Starting with the line that has "Practice. Put a pin on the person sitting", retype each line down to the end of the entries below, without leaving any out or adding any.

**Data to process:**
┌──

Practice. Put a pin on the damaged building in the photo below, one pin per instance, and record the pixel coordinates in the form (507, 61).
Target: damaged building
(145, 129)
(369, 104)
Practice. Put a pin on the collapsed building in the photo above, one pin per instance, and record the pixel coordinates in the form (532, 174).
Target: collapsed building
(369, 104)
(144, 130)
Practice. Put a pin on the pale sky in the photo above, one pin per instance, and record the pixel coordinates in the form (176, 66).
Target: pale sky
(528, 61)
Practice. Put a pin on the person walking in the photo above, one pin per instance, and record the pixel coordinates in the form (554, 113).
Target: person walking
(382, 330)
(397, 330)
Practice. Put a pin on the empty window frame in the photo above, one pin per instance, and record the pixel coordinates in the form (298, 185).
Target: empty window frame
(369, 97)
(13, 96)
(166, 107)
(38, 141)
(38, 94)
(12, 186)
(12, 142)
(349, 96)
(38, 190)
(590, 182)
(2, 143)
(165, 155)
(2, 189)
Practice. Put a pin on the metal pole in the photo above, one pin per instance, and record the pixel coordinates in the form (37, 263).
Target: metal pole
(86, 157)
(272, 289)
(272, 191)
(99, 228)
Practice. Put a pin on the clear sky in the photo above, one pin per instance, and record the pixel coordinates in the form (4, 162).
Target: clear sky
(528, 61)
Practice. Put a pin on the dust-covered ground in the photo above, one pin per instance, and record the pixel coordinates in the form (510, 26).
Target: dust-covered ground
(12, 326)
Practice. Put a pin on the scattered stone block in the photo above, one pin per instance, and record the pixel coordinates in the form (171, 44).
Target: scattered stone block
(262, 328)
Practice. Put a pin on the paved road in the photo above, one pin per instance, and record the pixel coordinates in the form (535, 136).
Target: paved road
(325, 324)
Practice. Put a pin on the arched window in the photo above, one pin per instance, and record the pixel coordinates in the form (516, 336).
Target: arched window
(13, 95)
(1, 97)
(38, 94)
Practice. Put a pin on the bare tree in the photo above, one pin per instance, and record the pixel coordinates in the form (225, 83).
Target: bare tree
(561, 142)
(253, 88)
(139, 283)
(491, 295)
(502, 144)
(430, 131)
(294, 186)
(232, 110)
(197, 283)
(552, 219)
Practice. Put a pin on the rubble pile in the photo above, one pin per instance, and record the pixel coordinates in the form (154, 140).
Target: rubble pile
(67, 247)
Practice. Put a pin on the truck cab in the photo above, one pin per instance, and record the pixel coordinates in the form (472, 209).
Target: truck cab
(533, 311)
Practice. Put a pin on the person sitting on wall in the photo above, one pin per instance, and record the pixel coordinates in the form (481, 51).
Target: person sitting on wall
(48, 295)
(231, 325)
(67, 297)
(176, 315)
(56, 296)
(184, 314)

└──

**Response below:**
Practice. Put a pin on the person sitting on wall in the photo above, one pin per instance, and record the pixel coordinates in the form (481, 51).
Target: person sitting on wall
(48, 295)
(231, 325)
(67, 297)
(176, 315)
(56, 296)
(184, 314)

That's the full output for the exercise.